***** THE DATA
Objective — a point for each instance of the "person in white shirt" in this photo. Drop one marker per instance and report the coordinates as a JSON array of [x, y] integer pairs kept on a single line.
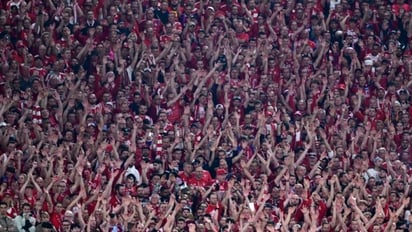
[[25, 221]]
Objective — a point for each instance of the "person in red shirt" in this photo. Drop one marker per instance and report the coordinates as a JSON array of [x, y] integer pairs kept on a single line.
[[200, 178]]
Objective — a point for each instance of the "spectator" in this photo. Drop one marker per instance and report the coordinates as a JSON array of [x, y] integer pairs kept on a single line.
[[6, 223], [25, 221], [206, 115]]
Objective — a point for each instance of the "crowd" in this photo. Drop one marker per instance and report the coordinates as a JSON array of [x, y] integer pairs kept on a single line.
[[210, 115]]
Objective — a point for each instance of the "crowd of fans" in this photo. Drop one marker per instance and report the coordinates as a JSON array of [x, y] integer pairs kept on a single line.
[[210, 115]]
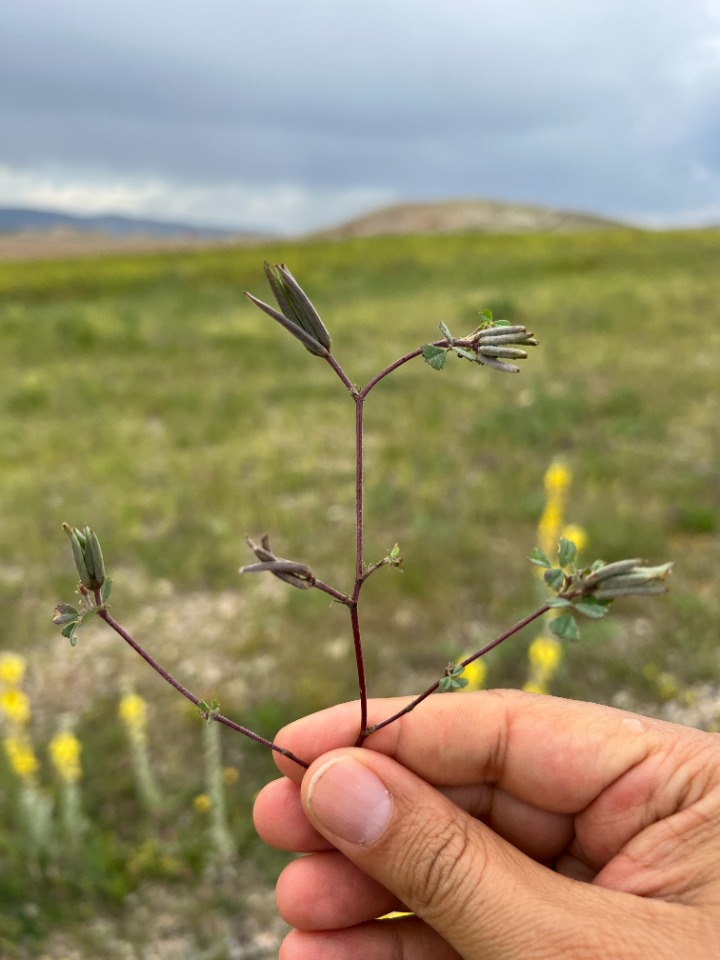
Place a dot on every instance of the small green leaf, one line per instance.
(435, 356)
(445, 330)
(88, 614)
(69, 632)
(554, 578)
(65, 613)
(447, 684)
(567, 552)
(592, 608)
(565, 627)
(539, 558)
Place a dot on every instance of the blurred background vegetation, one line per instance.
(146, 397)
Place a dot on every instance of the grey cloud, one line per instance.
(607, 105)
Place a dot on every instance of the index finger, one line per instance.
(556, 754)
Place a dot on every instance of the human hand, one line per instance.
(514, 827)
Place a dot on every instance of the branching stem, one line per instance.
(463, 663)
(217, 717)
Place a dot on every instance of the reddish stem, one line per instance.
(463, 663)
(219, 718)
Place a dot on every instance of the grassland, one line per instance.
(146, 397)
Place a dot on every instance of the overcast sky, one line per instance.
(288, 115)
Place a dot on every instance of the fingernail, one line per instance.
(349, 800)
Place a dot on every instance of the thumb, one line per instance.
(484, 897)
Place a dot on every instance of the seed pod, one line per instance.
(78, 556)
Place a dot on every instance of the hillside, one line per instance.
(457, 216)
(30, 234)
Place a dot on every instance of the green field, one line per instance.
(146, 397)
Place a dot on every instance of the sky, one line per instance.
(293, 115)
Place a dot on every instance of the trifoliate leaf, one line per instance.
(539, 558)
(435, 356)
(447, 684)
(69, 632)
(554, 578)
(564, 627)
(87, 614)
(567, 552)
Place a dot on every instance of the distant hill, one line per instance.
(19, 220)
(457, 216)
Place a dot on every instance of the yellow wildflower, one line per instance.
(202, 803)
(558, 478)
(668, 687)
(231, 775)
(549, 527)
(21, 757)
(15, 705)
(133, 712)
(12, 669)
(65, 751)
(577, 534)
(545, 654)
(475, 673)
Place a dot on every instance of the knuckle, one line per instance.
(442, 876)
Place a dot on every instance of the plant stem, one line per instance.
(332, 592)
(111, 622)
(511, 631)
(357, 642)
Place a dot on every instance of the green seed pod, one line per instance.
(94, 558)
(78, 556)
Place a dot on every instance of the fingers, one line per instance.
(408, 938)
(552, 753)
(328, 892)
(483, 897)
(450, 870)
(280, 820)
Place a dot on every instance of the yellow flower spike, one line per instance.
(12, 669)
(21, 757)
(231, 775)
(133, 712)
(577, 534)
(475, 673)
(545, 654)
(15, 706)
(202, 803)
(549, 528)
(65, 749)
(558, 478)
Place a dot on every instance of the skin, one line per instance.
(518, 827)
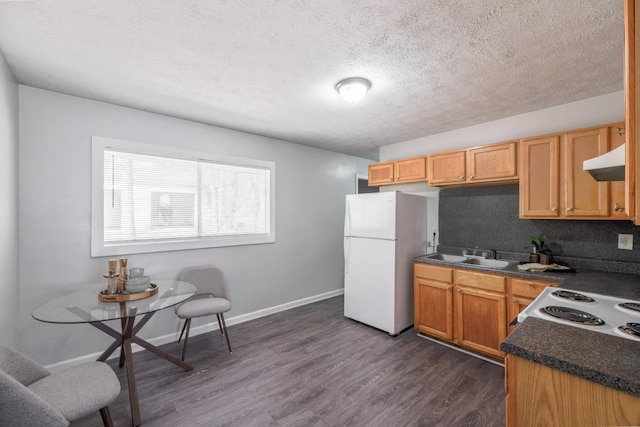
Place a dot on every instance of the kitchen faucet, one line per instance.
(484, 253)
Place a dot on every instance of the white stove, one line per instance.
(595, 312)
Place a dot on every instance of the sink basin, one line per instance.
(448, 258)
(493, 263)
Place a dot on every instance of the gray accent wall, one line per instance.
(487, 217)
(9, 270)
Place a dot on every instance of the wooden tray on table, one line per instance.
(151, 291)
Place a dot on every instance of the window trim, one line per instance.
(98, 246)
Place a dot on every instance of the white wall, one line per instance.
(55, 185)
(585, 113)
(9, 285)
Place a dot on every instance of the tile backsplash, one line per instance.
(487, 217)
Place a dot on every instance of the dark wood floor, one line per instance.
(310, 366)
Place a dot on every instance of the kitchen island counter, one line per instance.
(604, 359)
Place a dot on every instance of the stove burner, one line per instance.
(574, 296)
(631, 329)
(572, 315)
(634, 306)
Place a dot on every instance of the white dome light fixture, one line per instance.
(353, 89)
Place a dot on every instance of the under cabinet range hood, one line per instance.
(607, 167)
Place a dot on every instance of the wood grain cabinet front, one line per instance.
(480, 311)
(398, 172)
(487, 164)
(553, 184)
(538, 395)
(433, 300)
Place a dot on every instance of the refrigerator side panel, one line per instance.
(369, 282)
(371, 215)
(412, 242)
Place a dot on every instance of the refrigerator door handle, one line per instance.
(347, 247)
(347, 220)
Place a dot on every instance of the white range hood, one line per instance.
(607, 167)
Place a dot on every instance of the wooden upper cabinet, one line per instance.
(553, 184)
(539, 177)
(447, 168)
(410, 170)
(583, 195)
(398, 171)
(492, 163)
(381, 173)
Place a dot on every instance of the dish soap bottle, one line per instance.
(534, 256)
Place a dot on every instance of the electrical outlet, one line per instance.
(625, 241)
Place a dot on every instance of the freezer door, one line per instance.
(369, 286)
(371, 215)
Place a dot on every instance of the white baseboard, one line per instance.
(212, 326)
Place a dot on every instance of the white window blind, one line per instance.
(174, 199)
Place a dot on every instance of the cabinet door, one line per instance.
(409, 170)
(381, 173)
(480, 320)
(434, 308)
(618, 200)
(447, 168)
(584, 196)
(492, 163)
(539, 178)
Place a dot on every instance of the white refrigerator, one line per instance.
(383, 232)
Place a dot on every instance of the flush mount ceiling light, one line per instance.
(353, 89)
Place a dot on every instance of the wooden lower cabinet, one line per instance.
(541, 396)
(480, 316)
(433, 301)
(464, 307)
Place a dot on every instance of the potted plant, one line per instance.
(540, 253)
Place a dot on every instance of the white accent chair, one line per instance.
(212, 297)
(33, 396)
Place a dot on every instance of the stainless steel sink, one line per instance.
(448, 258)
(492, 263)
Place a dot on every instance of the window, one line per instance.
(148, 198)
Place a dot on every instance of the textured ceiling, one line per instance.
(270, 66)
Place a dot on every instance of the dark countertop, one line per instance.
(604, 359)
(620, 285)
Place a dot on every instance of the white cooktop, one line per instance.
(603, 307)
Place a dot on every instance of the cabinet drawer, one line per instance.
(477, 280)
(441, 274)
(528, 288)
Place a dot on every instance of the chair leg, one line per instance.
(223, 327)
(187, 325)
(220, 324)
(106, 417)
(181, 333)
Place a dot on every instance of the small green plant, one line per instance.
(538, 243)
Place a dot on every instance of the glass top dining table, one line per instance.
(85, 307)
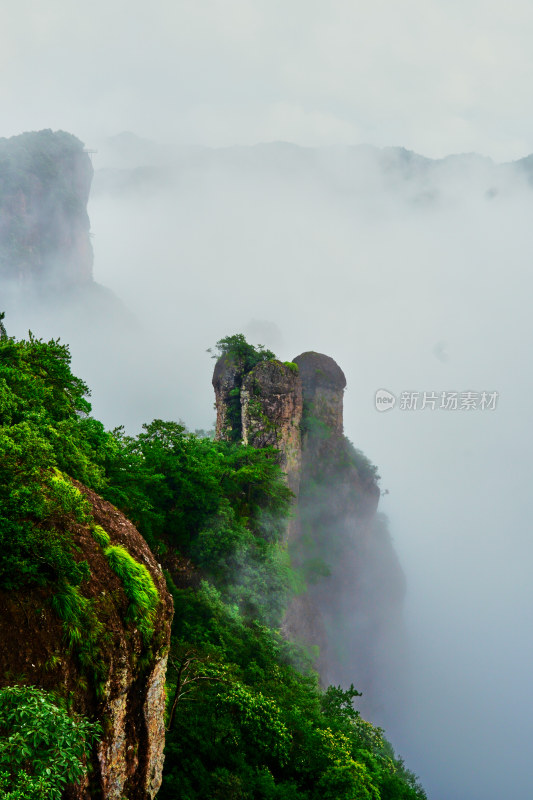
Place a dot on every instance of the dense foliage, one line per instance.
(237, 351)
(246, 715)
(42, 747)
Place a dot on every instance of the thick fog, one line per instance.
(415, 278)
(414, 275)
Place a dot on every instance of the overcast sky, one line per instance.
(420, 284)
(435, 76)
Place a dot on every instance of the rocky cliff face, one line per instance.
(129, 701)
(337, 539)
(45, 179)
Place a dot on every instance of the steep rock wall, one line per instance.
(337, 539)
(128, 761)
(271, 409)
(45, 178)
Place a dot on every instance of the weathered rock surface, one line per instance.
(271, 403)
(355, 583)
(128, 761)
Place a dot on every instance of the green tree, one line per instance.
(42, 747)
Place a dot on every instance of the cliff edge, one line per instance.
(99, 652)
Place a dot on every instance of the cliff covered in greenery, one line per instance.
(245, 714)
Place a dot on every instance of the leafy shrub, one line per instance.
(42, 748)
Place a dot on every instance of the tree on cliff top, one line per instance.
(237, 347)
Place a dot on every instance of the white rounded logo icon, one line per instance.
(384, 400)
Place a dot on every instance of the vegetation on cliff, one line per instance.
(246, 717)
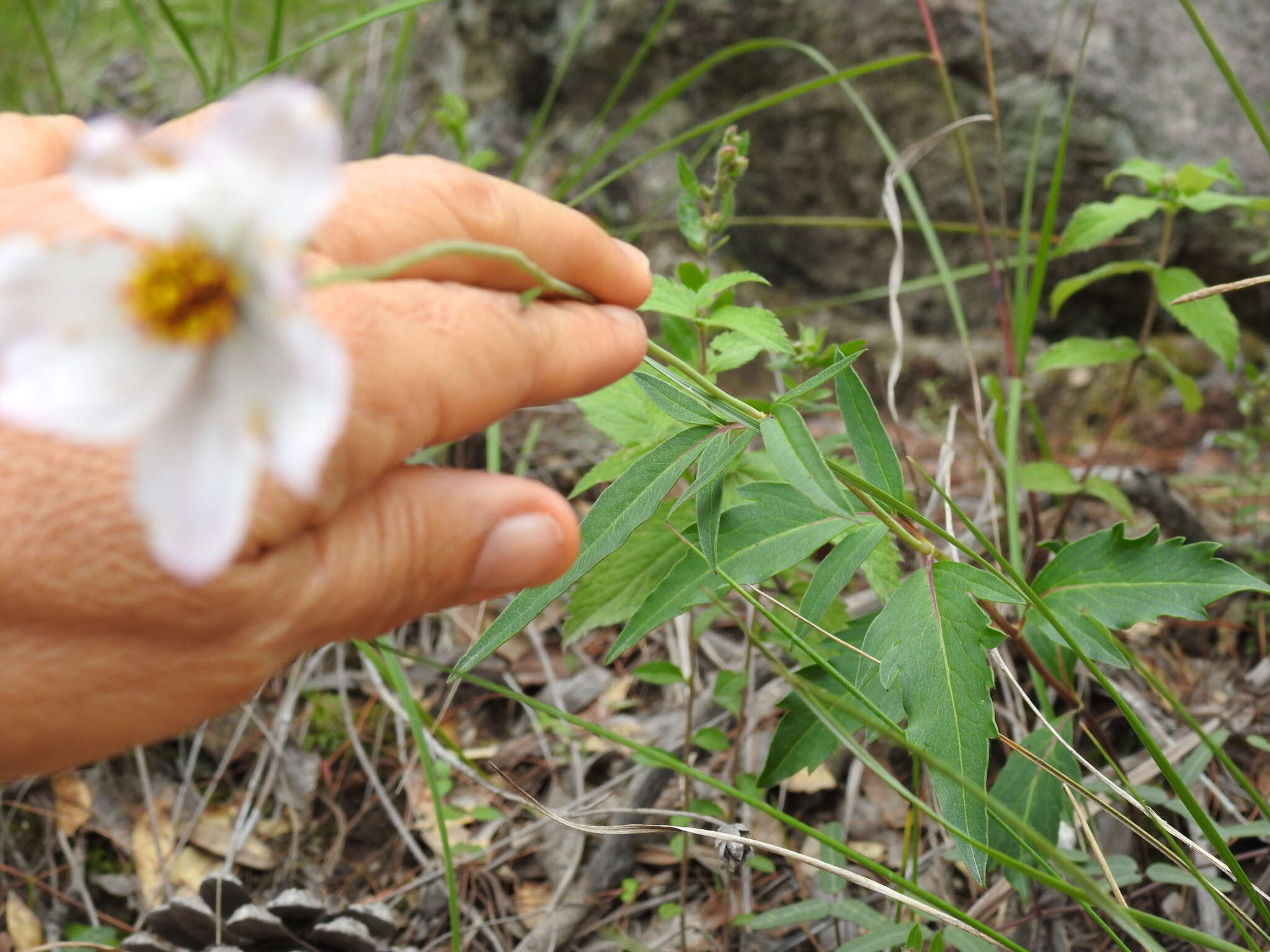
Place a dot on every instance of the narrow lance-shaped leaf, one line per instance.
(798, 459)
(835, 571)
(848, 355)
(1036, 795)
(673, 402)
(625, 505)
(1122, 582)
(931, 639)
(869, 439)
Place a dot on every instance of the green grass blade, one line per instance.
(540, 117)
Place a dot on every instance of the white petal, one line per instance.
(298, 376)
(272, 162)
(140, 186)
(195, 479)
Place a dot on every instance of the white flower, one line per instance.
(190, 337)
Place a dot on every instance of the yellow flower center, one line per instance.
(182, 294)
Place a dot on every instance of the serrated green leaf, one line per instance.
(756, 541)
(1208, 319)
(1151, 174)
(848, 355)
(624, 413)
(1110, 494)
(758, 324)
(933, 640)
(732, 350)
(1100, 221)
(620, 582)
(711, 739)
(1193, 399)
(1066, 288)
(869, 439)
(631, 499)
(835, 571)
(671, 298)
(802, 741)
(721, 452)
(708, 293)
(799, 460)
(1088, 352)
(1034, 795)
(658, 673)
(1046, 477)
(729, 690)
(1121, 582)
(609, 470)
(882, 569)
(673, 402)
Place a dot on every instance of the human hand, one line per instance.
(99, 649)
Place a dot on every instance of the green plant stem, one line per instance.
(401, 263)
(1250, 110)
(700, 380)
(391, 667)
(47, 55)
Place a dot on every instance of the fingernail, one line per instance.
(634, 254)
(515, 553)
(623, 315)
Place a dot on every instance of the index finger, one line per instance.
(397, 203)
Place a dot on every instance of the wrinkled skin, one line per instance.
(100, 650)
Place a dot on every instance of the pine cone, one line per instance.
(224, 919)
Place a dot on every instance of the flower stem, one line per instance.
(397, 265)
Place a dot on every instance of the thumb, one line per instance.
(422, 540)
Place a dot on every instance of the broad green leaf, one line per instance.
(624, 413)
(673, 402)
(882, 569)
(1151, 174)
(756, 541)
(1208, 319)
(802, 741)
(1046, 477)
(1109, 493)
(1100, 221)
(687, 177)
(729, 690)
(658, 673)
(869, 439)
(1088, 352)
(609, 470)
(711, 739)
(848, 355)
(1121, 582)
(671, 298)
(1034, 795)
(1191, 394)
(933, 640)
(758, 324)
(631, 499)
(709, 516)
(835, 571)
(708, 293)
(620, 582)
(721, 452)
(1066, 288)
(730, 350)
(798, 459)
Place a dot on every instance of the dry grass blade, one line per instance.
(853, 878)
(1221, 289)
(905, 162)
**********
**ACTIVITY:** Each line from the one that includes "Place a dot on every instance of the dry" down to the close of the records above is to be given again exactly, and no other line is to appear.

**YOUR SOLUTION:**
Place a dot on every instance of the dry grass blade, one line per instance.
(853, 878)
(1221, 289)
(905, 162)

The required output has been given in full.